• [PROBLEM]: Report every line of the records that includes the word "rear".

• [INPUT MATERIAL]:
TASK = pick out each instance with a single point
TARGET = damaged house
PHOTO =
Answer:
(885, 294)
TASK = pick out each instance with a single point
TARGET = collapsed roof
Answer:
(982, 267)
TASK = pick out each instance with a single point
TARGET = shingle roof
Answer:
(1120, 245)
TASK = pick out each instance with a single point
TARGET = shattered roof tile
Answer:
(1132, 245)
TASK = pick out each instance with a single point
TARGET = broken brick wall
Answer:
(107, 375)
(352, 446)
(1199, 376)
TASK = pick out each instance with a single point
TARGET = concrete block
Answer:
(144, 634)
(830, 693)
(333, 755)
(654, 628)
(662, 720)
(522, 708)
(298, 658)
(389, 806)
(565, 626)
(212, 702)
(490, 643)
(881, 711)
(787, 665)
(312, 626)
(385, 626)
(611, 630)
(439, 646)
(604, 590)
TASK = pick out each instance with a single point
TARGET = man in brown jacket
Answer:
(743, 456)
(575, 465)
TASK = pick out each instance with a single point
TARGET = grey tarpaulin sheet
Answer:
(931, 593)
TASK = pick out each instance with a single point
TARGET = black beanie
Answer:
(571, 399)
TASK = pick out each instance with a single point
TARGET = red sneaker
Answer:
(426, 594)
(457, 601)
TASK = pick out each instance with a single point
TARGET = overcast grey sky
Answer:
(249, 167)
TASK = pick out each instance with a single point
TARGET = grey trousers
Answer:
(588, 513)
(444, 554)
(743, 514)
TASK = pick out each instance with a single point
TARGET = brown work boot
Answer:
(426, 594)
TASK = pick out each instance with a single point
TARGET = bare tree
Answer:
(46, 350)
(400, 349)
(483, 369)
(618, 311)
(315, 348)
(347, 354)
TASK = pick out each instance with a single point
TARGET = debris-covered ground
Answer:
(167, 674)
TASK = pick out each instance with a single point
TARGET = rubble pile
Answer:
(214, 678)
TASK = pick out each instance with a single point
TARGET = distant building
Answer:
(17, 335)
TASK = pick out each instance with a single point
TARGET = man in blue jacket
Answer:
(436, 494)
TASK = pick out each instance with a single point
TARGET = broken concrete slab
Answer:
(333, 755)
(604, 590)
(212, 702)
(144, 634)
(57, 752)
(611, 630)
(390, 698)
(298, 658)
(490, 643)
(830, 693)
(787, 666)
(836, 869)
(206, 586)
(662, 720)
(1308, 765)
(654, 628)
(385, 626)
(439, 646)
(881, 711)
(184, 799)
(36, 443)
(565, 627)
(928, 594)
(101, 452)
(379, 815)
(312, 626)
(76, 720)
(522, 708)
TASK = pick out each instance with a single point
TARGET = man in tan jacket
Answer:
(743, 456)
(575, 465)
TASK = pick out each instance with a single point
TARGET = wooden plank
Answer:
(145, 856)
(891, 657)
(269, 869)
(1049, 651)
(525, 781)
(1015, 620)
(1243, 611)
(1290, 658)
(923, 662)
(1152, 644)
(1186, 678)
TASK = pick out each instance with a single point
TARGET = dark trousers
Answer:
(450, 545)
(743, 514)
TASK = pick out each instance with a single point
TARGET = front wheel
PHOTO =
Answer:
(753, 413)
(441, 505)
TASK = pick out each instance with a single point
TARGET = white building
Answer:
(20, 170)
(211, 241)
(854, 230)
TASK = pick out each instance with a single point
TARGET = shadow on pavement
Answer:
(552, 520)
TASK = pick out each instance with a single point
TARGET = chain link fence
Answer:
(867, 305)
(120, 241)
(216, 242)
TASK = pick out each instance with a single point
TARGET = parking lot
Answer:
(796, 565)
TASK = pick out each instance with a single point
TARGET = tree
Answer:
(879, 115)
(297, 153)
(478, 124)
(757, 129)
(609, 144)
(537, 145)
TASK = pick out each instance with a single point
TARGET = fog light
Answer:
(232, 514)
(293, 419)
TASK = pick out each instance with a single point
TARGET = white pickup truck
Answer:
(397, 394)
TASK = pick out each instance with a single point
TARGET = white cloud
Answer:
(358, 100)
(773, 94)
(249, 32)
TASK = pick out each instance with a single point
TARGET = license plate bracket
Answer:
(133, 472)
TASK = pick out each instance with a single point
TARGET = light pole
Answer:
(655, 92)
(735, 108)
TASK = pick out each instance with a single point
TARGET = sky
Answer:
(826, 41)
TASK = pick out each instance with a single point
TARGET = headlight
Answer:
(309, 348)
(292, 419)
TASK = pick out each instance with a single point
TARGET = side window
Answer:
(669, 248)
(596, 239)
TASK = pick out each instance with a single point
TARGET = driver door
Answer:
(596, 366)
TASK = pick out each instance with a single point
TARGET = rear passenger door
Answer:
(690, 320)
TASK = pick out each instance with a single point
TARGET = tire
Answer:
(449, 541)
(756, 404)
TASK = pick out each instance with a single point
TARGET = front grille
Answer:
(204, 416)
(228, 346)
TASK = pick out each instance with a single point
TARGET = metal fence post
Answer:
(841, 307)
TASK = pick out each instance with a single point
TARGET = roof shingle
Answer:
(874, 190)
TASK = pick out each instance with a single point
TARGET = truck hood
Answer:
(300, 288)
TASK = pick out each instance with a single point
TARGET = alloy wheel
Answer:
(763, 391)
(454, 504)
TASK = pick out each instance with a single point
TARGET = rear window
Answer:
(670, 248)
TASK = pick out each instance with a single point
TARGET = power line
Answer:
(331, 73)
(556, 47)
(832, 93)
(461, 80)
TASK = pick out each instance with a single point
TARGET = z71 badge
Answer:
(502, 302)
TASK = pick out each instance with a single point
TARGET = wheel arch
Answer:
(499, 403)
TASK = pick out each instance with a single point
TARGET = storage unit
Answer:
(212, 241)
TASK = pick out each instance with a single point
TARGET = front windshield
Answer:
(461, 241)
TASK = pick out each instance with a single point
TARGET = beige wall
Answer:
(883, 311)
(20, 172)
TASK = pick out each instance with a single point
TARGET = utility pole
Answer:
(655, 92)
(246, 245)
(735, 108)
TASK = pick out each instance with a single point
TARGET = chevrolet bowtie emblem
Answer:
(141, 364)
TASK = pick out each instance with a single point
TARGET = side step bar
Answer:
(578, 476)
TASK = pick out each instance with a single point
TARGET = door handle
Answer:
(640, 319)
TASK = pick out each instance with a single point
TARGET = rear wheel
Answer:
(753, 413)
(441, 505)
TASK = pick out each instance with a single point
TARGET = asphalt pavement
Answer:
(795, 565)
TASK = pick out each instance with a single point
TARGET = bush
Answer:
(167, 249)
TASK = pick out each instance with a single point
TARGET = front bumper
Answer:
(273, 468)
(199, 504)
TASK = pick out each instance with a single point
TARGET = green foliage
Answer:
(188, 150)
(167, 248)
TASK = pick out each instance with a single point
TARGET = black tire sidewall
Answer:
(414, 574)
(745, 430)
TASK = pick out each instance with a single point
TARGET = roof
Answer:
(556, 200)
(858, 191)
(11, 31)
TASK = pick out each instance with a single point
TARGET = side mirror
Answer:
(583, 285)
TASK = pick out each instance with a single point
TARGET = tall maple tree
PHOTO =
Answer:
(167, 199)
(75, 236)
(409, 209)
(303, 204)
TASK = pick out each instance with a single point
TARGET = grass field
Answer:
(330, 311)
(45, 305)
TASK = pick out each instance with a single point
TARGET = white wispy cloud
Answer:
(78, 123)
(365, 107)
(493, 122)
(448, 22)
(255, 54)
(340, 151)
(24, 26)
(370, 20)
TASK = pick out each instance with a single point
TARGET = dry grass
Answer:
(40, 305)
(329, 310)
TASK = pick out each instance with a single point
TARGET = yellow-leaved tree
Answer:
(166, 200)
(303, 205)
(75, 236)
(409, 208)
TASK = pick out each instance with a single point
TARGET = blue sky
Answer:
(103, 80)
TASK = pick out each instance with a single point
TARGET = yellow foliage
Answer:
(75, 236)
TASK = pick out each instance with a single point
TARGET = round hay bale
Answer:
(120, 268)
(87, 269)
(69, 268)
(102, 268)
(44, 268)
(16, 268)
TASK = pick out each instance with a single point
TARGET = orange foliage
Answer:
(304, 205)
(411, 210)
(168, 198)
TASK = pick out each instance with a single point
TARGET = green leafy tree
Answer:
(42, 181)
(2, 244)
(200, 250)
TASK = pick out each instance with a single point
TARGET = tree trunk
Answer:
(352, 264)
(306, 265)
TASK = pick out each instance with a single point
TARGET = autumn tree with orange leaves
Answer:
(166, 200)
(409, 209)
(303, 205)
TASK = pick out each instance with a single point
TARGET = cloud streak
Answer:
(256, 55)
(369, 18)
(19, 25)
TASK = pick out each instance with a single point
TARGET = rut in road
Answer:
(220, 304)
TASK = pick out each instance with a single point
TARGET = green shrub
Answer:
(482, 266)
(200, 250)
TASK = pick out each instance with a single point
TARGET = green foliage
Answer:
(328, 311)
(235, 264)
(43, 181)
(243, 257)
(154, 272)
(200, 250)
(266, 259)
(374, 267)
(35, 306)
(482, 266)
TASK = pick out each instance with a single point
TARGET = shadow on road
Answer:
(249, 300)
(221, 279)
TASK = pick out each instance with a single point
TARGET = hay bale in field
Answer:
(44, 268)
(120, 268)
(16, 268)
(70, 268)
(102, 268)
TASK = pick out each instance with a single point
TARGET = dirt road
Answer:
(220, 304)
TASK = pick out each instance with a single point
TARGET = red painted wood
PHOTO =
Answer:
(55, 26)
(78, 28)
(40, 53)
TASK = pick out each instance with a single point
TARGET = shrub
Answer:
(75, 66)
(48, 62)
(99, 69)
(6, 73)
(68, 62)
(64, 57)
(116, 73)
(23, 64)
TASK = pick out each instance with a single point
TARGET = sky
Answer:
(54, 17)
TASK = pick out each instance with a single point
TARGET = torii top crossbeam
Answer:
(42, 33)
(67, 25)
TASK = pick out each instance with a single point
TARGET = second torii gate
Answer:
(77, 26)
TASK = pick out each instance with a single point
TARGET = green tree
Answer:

• [OUTPUT]:
TARGET = rear passenger door
TARGET = rear window
TARGET = rear wheel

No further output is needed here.